— Problem description —
Retype all of the data below line for line. Leave out the pictures.

* Start Given data *

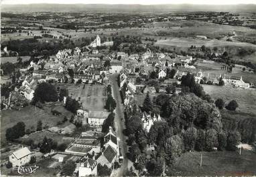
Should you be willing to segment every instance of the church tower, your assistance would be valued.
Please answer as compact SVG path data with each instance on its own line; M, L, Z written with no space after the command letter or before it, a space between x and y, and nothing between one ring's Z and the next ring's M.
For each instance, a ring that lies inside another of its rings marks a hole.
M97 35L96 37L96 46L101 46L101 37Z

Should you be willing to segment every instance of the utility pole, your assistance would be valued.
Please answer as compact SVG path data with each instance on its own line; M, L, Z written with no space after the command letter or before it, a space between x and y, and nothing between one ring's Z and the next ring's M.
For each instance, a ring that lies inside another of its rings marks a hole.
M202 154L201 154L201 158L200 161L200 166L202 167Z

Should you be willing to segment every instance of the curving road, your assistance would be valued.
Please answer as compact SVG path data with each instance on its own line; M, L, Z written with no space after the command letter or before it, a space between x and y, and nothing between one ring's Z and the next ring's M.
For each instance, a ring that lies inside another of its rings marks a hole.
M113 96L116 102L117 108L115 109L115 122L117 129L117 136L119 138L119 148L121 153L123 156L122 166L116 174L117 176L123 176L124 172L128 170L128 158L126 156L127 152L127 146L126 144L127 137L123 134L123 130L125 129L125 123L122 121L124 120L123 106L120 96L119 87L117 83L118 74L113 74L110 75L109 79L112 86L112 95Z

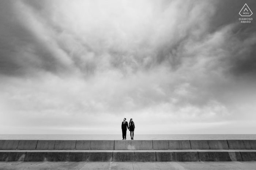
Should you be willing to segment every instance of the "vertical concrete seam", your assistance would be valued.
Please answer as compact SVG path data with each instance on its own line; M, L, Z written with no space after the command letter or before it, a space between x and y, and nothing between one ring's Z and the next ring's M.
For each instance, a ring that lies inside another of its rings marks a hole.
M229 149L230 149L230 148L229 148L229 142L227 141L227 146L229 147Z
M244 148L246 148L246 146L245 145L245 144L244 143L244 141L243 140L242 140L242 141L243 141L243 143L244 143Z
M244 160L243 159L243 157L242 157L242 154L241 154L241 152L240 151L239 151L239 153L240 153L240 155L241 156L241 158L242 159L242 161L244 161Z
M20 140L19 140L19 142L18 142L18 145L17 145L17 147L16 148L16 150L18 150L18 147L19 147L19 142L20 142Z
M155 162L157 161L157 152L155 151Z
M37 140L37 145L35 146L35 150L37 149L37 143L38 143L38 140Z
M54 141L54 146L53 146L53 150L55 149L55 143L56 143L56 140Z
M208 143L208 146L209 146L209 148L210 148L210 149L211 149L211 146L210 146L210 145L209 145L209 140L207 140L207 143Z
M200 160L200 157L199 156L199 152L198 152L198 151L197 152L197 154L198 155L198 159L199 159L199 162L201 162L201 161Z
M68 161L70 161L70 159L69 159L69 156L70 155L70 152L69 152L68 153Z
M190 144L190 149L192 149L192 147L191 147L191 142L190 142L190 140L189 140L189 144Z
M250 145L251 146L251 149L253 149L252 148L253 147L252 147L252 144L251 144L251 142L250 142L250 141L251 141L251 140L250 139L248 140L248 141L249 141L249 143L250 143Z
M114 150L112 151L112 162L113 162L113 155L114 154Z
M114 140L114 150L115 150L115 140Z
M84 164L84 165L83 165L83 166L82 166L82 167L81 167L80 168L79 168L79 169L78 170L79 170L80 169L81 169L84 166L84 165L86 165L86 163L88 163L88 161L87 161L87 162L86 162L86 163L85 163Z
M178 162L177 162L177 161L176 161L176 162L177 163L178 163L179 164L180 164L180 165L181 166L182 166L182 167L184 167L184 168L185 168L185 169L187 169L188 170L189 170L188 169L187 169L187 168L186 168L184 166L183 166L183 165L181 165Z

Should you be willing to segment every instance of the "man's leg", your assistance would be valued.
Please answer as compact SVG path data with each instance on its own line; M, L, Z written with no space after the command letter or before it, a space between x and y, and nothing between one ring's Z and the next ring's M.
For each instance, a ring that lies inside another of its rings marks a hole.
M126 130L124 131L124 138L126 139Z

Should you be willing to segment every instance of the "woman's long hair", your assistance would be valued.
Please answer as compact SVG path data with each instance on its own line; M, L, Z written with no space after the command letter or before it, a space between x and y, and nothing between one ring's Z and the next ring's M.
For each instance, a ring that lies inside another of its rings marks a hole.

* End Given data *

— Solution to this exercise —
Should you be willing to segment every instance of the church tower, your assistance would be valued.
Please answer as compact SVG path data with each instance on its own line; M, L, Z written with no space after the command letter or before it, a space between x and y, and nothing between one ring's Z and the next ring's M.
For each instance, a ring that lies inside another of its rings marks a hole.
M97 35L96 37L96 46L101 46L101 37Z

Should you be willing to segment every instance of the utility pole, your assistance would be valued.
Please answer as compact SVG path data with each instance on its own line; M, L, Z written with no space after the command letter or before it, a space between x and y, and nothing between one ring's Z and the next ring's M.
For each instance, a ring that lies inside another of its rings marks a hole.
M202 154L201 154L201 158L200 161L200 166L202 167Z

Should you be willing to segment every instance of the curving road, your assistance would be valued.
Please answer as compact SVG path data with each instance on its own line; M, L, Z written with no space after the command letter or before it, a space between x and y, and nothing between one ring's Z and the next ring's M.
For each instance, a ring that lies inside another of its rings marks a hole.
M113 96L116 102L117 108L115 109L115 122L117 129L117 136L119 138L119 148L121 153L123 156L122 166L116 174L117 176L123 176L124 172L128 170L128 158L126 156L127 152L127 146L126 144L127 137L123 134L123 130L125 129L125 123L122 121L124 120L123 106L120 96L119 87L117 83L118 74L113 74L110 75L109 79L112 86L112 95Z

Should you be willing to segment every instance of the "vertical concrete seam", your assistance would be valued.
Please answer as compact SVG path data with each instance on its own line; M, L, Z written with no space after the command letter or before it, a space between x and y, and nothing between one ring's Z and the next ring's M.
For each instance, a ring that lies inside another of its rings marks a hole.
M229 149L230 149L230 148L229 148L229 142L227 141L227 146L229 147Z
M244 148L246 148L246 146L245 145L245 144L244 143L244 141L243 140L242 140L242 141L243 141L243 143L244 143Z
M244 160L243 159L243 157L242 157L242 154L241 154L241 152L240 151L239 151L239 153L240 153L240 155L241 156L241 158L242 159L242 161L244 161Z
M20 140L19 140L19 142L18 142L18 145L17 145L17 147L16 148L16 150L18 150L18 147L19 147L19 142L20 142Z
M155 162L157 161L157 152L155 151Z
M37 140L37 145L35 146L35 150L37 149L37 143L38 143L38 140Z
M54 141L54 146L53 146L53 150L55 149L55 143L56 143L56 140Z
M208 143L208 146L209 146L209 148L210 148L210 149L211 149L211 146L210 146L210 145L209 145L209 140L207 140L207 143Z
M200 160L200 157L199 156L199 152L198 152L198 151L197 152L197 154L198 155L198 159L199 159L199 162L201 162L201 161Z
M68 161L70 161L70 159L69 159L69 156L70 155L70 152L69 152L68 153Z
M190 144L190 149L192 149L192 147L191 147L191 142L190 142L190 140L189 140L189 144Z
M250 145L251 146L251 149L253 149L252 148L253 147L252 147L252 144L251 144L251 142L250 142L250 141L251 141L251 140L250 139L248 140L248 141L249 141L249 143L250 143Z
M114 150L112 151L112 162L113 162L113 155L114 154Z
M114 140L114 150L115 150L115 140Z
M84 164L84 165L83 165L83 166L82 166L82 167L81 167L80 168L79 168L79 169L78 170L79 170L80 169L81 169L84 166L84 165L86 165L86 163L88 163L88 161L87 161L87 162L86 162L86 163L85 163Z
M178 162L177 162L177 161L176 161L176 162L177 163L178 163L179 164L180 164L180 165L181 166L182 166L182 167L184 167L184 168L185 168L185 169L187 169L188 170L189 170L188 169L187 169L187 168L186 168L184 166L183 166L183 165L181 165Z

Should you be willing to segment every instance of the "man's leg", your assistance would be valued.
Please answer as compact SVG path data with each instance on its own line; M, L, Z written with no space after the command letter or before it, a space between x and y, and nothing between one ring's Z and the next ring's M.
For each instance, a ring that lies inside another of its rings marks a hole.
M126 130L124 131L124 138L126 139Z

Should you be willing to segment every instance of the "woman's long hair", your assistance would be valued.
Please answer as compact SVG path data with each instance on its own line; M, L, Z written with no space after the command letter or before it, a space between x and y, and nothing between one ring's Z and the next ring's M.
For each instance, a ring that lies inside another of its rings marks a hole.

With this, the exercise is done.